[Task requirements]: The answer is the full set of records below, transcribed exactly.

·····

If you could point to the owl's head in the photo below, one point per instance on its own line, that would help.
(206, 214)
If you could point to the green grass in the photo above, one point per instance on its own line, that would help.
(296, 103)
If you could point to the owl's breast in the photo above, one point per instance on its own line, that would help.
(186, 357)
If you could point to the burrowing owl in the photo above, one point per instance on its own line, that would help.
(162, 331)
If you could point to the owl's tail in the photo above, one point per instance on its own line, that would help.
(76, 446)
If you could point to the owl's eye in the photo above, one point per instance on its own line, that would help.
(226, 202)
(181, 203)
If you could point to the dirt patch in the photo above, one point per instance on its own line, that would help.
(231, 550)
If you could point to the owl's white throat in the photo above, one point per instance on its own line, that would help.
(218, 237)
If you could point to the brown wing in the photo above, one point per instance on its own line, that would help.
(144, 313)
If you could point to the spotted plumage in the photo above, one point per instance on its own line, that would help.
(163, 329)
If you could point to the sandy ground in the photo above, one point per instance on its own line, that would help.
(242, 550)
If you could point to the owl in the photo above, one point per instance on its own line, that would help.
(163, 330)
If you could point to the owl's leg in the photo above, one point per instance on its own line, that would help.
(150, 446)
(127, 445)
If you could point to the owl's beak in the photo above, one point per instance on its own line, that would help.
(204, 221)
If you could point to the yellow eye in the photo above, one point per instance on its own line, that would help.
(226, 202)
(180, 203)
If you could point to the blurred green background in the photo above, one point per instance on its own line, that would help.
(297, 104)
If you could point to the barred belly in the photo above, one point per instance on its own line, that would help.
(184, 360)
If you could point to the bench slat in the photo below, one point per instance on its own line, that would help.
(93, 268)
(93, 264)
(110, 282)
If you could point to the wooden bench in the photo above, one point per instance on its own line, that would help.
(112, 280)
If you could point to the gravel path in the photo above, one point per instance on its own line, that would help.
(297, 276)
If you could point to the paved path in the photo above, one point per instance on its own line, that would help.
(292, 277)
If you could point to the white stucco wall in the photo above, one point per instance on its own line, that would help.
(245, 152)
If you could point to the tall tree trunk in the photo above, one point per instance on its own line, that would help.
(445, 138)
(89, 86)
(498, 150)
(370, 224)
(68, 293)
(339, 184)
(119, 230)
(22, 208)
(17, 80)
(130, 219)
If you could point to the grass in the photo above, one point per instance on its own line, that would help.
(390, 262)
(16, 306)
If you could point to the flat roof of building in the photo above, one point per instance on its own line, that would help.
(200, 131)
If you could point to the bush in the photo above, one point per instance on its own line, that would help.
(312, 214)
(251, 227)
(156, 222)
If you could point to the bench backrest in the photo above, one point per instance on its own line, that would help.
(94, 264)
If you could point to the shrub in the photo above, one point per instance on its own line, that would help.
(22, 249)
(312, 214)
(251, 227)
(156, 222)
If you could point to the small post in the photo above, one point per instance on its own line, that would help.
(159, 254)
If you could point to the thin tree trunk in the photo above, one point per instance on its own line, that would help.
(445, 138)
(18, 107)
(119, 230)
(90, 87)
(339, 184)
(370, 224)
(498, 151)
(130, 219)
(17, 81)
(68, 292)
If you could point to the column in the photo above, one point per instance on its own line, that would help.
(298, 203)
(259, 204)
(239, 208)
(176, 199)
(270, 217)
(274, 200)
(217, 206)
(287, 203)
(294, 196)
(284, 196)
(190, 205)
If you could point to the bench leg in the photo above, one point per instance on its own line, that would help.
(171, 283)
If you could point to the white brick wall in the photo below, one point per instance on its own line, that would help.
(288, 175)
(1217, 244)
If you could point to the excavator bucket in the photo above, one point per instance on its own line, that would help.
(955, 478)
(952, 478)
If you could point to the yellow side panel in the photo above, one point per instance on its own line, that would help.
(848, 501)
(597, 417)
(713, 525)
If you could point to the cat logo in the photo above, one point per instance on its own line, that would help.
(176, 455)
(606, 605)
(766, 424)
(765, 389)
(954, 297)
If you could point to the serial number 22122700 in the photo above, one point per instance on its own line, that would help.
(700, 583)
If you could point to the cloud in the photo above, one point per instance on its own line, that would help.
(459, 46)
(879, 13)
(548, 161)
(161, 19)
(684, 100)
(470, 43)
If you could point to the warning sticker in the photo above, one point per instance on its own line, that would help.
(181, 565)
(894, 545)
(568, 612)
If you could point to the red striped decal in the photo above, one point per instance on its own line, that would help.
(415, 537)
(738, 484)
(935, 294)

·····

[Expected answer]:
If you could point to the owl's head in the photo below, one point per instance on its own line, that would help.
(206, 214)
If you could point to the green grass in the photo above, one point per instance on its own line, that would help.
(296, 103)
If you could point to the owl's breast in the photo above, one point per instance on its own line, that would help.
(186, 357)
If you could point to the burrowing owl in the photo above, one point per instance on its own line, that would help.
(162, 331)
If you could point to the owl's tail in the photo above, one point per instance on its own line, that would help.
(76, 446)
If you could point to the owl's eye in the photo above, one point per instance on its own line, that would help.
(226, 202)
(181, 203)
If you could point to the dirt patch in the photo above, one point per instance on its own line, that would help.
(231, 550)
If you could point to the owl's white throat in the photo above, one point per instance on its own line, that would help.
(218, 237)
If you could point to the brown wing in the photo above, one point per instance on its own line, that would help.
(144, 313)
If you could point to the spotted plumage in the photo above, one point per instance on its own line, that would help.
(163, 329)
If you could point to the sandy ground in the photo above, one point per instance on its own line, that would help.
(242, 550)
If you could point to the owl in the photo above, one point per instance on its own line, that would help.
(163, 330)
If you could point to the owl's leg in the photo above, one point per instance on its own line, that would help.
(150, 446)
(127, 445)
If you could point to the owl's beak in the photo above, one point per instance on its own line, that would help.
(204, 221)
If you could point to the yellow eye in the photo above, one point per instance on its own line, that would help.
(226, 202)
(180, 203)
If you could point to the blurred green background in the photo above, one point per instance on its own line, that would help.
(297, 104)
If you could point to the barred belly in the photo above, one point per instance on its own line, that would help.
(184, 360)
If you could point to the bench slat in the photo below, one point per instance on its own line, that would help.
(93, 268)
(93, 264)
(110, 282)
If you could point to the wooden bench in the photo above, one point per instance on its own line, that would help.
(112, 280)
If you could point to the gravel path in the photo above, one point per instance on its own line, that would help.
(297, 276)
If you could point to the paved path in the photo above, one point per instance on its own line, that would help.
(292, 277)
If you could point to the white stucco wall in the photo above, one point per instance on its own line, that would help.
(245, 152)
If you could point to the tall tree trunk in the photo above, one point per instance on its own line, that would help.
(445, 138)
(89, 86)
(498, 150)
(370, 224)
(68, 293)
(339, 184)
(119, 230)
(22, 208)
(17, 80)
(130, 219)
If you could point to the grass in the photo above, one point per instance on its own line, that would help.
(390, 262)
(16, 306)
If you could point to the flat roof of building in the photo above, one point per instance on its own line, that would help.
(200, 131)
If you could point to the bush in the photo above, one point per instance on its own line, that would help.
(312, 214)
(251, 227)
(156, 222)
If you could point to the bench backrest in the photo above, one point per instance on its own line, that would help.
(94, 264)
If you could point to the shrub in the photo above, one point per instance on its own line, that would help.
(22, 249)
(312, 214)
(251, 227)
(156, 222)
If you could point to the small post in the photo above, one point per instance on its own line, that would help.
(159, 254)
If you could point to the thin tree trunk in the photo above, one point per instance on its own line, that would help.
(445, 138)
(18, 107)
(119, 230)
(90, 87)
(339, 184)
(370, 224)
(498, 151)
(130, 219)
(17, 81)
(68, 292)
If you could point to the column in the photo above, one point per instance on its own line, that would help.
(298, 203)
(259, 204)
(239, 208)
(176, 199)
(270, 217)
(274, 200)
(217, 206)
(287, 203)
(294, 196)
(284, 196)
(190, 205)
If you could point to the bench leg in the photo above, one point per instance on its own line, that would help.
(171, 283)
If you could point to the white brick wall in the photo below, one point per instance on its own line, that would help.
(288, 175)
(1217, 244)
If you could point to the excavator bucket in the photo above, one point per instance on its own line, that would help.
(955, 478)
(952, 478)
If you could point to the yellow side panel in the photo above, one point per instance on its own line, that would help.
(848, 501)
(597, 417)
(713, 525)
If you could point to the cat logo in the photo above, one point per instance on its own line, that would help.
(176, 455)
(606, 605)
(766, 424)
(765, 389)
(954, 297)
If you could point to the serial number 22122700 in the photo above, one point per instance on its own line, that would help.
(700, 583)
If you could point to the cloud in the photo above, one point per instance on its own line, that would help.
(459, 46)
(879, 13)
(548, 161)
(161, 19)
(684, 100)
(470, 43)
If you could point to the warning sticker in the photo above, one point per instance on its own line, that would help.
(181, 565)
(894, 545)
(568, 612)
If you could point to the red striped decal in the photo above, one point per instance on its own line, that would help.
(415, 537)
(738, 484)
(935, 294)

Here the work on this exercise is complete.